WHAT THIS TASK INVOLVES:
From top to bottom, return the listing exactly as it appears, omitting its images.

[MATERIAL PROVIDED — start]

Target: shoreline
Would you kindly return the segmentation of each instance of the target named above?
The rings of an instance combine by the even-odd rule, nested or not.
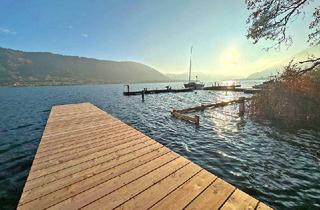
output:
[[[118,84],[148,84],[148,83],[168,83],[168,82],[184,82],[184,81],[178,81],[178,80],[169,80],[169,81],[137,81],[137,82],[88,82],[88,83],[60,83],[60,84],[19,84],[19,85],[2,85],[1,87],[52,87],[52,86],[77,86],[77,85],[118,85]]]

[MATERIAL PROVIDED — finish]

EXERCISE RESULT:
Target: shoreline
Would you kindly return the segmentation of each instance of the target named above?
The rings of an instance combine by the even-odd rule, nested or not.
output:
[[[118,84],[148,84],[148,83],[168,83],[168,82],[184,82],[184,81],[178,81],[178,80],[169,80],[169,81],[137,81],[137,82],[88,82],[88,83],[60,83],[60,84],[19,84],[19,85],[2,85],[1,87],[52,87],[52,86],[77,86],[77,85],[118,85]]]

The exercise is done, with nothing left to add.